Material for the task: Begin

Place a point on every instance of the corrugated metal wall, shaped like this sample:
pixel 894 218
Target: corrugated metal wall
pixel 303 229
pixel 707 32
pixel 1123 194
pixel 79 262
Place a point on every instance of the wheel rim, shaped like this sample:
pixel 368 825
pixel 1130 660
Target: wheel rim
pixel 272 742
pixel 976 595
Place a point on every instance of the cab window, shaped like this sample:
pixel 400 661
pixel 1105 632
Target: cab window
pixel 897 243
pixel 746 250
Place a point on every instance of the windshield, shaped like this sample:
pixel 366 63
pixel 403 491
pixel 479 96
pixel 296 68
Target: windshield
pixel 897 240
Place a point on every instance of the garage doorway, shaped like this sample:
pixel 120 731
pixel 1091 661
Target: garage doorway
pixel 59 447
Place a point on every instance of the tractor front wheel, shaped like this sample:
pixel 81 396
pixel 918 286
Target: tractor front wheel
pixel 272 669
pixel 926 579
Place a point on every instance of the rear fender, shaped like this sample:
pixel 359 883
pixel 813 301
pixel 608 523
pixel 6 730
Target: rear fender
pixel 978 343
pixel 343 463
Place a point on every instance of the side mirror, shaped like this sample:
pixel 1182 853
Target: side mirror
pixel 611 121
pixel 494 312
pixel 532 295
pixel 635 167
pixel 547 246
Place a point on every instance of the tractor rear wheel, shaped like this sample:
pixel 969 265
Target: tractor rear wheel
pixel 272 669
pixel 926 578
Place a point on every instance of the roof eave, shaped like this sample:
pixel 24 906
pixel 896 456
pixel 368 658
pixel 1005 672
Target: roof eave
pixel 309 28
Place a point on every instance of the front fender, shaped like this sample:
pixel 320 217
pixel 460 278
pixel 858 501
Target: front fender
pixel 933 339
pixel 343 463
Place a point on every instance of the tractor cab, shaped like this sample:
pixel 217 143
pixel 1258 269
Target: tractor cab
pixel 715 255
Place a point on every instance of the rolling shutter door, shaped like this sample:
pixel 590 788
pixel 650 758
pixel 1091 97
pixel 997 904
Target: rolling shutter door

Material for the task: End

Only an exact transcription of all the entries will do.

Place a point on every instance of the corrugated metal wall, shaped like this sample:
pixel 894 218
Target: corrugated metal wall
pixel 303 229
pixel 707 32
pixel 1123 194
pixel 79 262
Place a point on every instance of the wheel rim, shaped like this sample:
pixel 368 825
pixel 1130 660
Target: wheel rim
pixel 272 742
pixel 976 595
Place a point on every instance of the cab window, shaped like this sample:
pixel 400 661
pixel 1105 632
Target: cab window
pixel 897 243
pixel 746 250
Place a point on every instance of the windshield, shaped like this sample:
pixel 366 63
pixel 403 491
pixel 479 96
pixel 296 68
Target: windshield
pixel 897 240
Place a point on every instance of the garage doorway, shaped like this sample:
pixel 120 731
pixel 1091 661
Target: garage doorway
pixel 59 447
Place a point on every instance of the tractor front wheel, shaped like this sample:
pixel 81 396
pixel 918 286
Target: tractor front wheel
pixel 272 669
pixel 926 579
Place a point on every instance of the rear fender, shaped like this sample:
pixel 359 883
pixel 813 301
pixel 608 523
pixel 6 730
Target: rear fender
pixel 978 343
pixel 343 463
Place a point on every instance of the side mirror, shaped like this sample:
pixel 1182 853
Target: side mirror
pixel 611 121
pixel 494 312
pixel 532 295
pixel 635 167
pixel 547 246
Place a point on every instance of the tractor rear wheel, shaped like this sample:
pixel 969 265
Target: tractor rear wheel
pixel 272 669
pixel 926 578
Place a point on every instance of the roof eave, shaped like this sample:
pixel 24 906
pixel 896 456
pixel 368 658
pixel 1005 672
Target: roof eave
pixel 309 28
Place a point on every instance of the front fender, shaped like this sample:
pixel 320 217
pixel 460 278
pixel 858 501
Target: front fender
pixel 933 339
pixel 343 463
Place a point on every instance of the tractor cab, shaped like this sample:
pixel 217 143
pixel 1258 269
Target: tractor cab
pixel 715 255
Place a point on every instance of the rolling shutter door, shaped like this sample:
pixel 590 788
pixel 650 758
pixel 1091 97
pixel 997 904
Target: rolling shutter door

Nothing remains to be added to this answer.